[Extract]

Dr. Stiell had been in practice for a few years when he decided to take on a Masters of Epidemiology, an area of medicine that studies diseases – how often they occur in different groups of people and how they can be controlled – knowledge that plays a major role in public health. Of course, a master’s degree requires a thesis, and a thesis requires research.

“I needed to do a thesis which required me to collect a lot of patient data in a very short period of time,” explains Dr. Stiell. “In those days, we saw ankle sprains all day long and I knew that we really didn’t pay much attention to them.”

There was no shortage of data. He was able to study 750 patients over six months at the Civic and the General Campuses. That research was the foundation of the Ottawa Ankle Rules. These are “clinical decisions rules,” which result in a better, research-based way for medical professionals to diagnose medical problems.

[/Extract]

What to do:
a – Answer these questions using the passage about Dr. Stiell's ankle research:
(i) What area of medicine did Dr. Stiell study for his master's degree?
(ii) How many patients did he study, and over what period?
(iii) At which campuses did he collect his data?
b – Rewrite the paragraph of the passage about Dr. Stiell's ankle research that begins "There was no shortage of data" as a short bulleted list that keeps its main facts.
c – Carry the passage about Dr. Stiell's ankle research forward from its last sentence with a few more sentences.
The data after this passage comes from a separate source.

[Given material]

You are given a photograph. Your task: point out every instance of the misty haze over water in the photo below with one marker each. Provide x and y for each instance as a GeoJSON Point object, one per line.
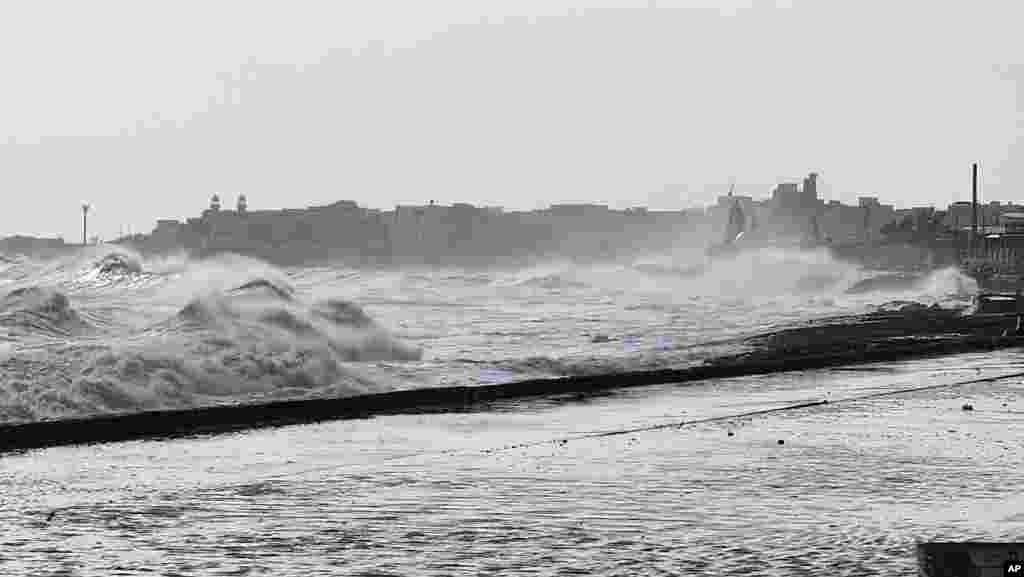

[/Given material]

Answers to the exercises:
a –
(i) Epidemiology
(ii) 750 patients over six months
(iii) The Civic and the General Campuses

b –
- Dr. Stiell studied 750 patients over six months at the Civic and the General Campuses.
- This research was the foundation of the Ottawa Ankle Rules.
- These rules are "clinical decisions rules," which give medical professionals a better, research-based way to diagnose medical problems.

c –
Imagine a series of Yes/No questions. The Ottawa Ankle Rules consist of a list of questions the doctor asks the patient (such as, “Can you walk?”), while checking specific areas on the foot to assess the degree of pain. The answers determine whether the patient needs an X-ray or can go home.

If a patient with a sprained ankle is sent home, it frees up medical staff, and space, for other patients. This is especially important in smaller hospitals with limited personnel. “Ninety per cent of patients who have twisted their ankle just have a sprain and the X-ray will be normal,” explains Dr. Stiell.

The Ottawa Ankle Rules are now part of medical school curriculum and known around the world, but more importantly, as Dr. Stiell explains, they were also “the seedling that started a whole program of decision rules that we’re now studying.”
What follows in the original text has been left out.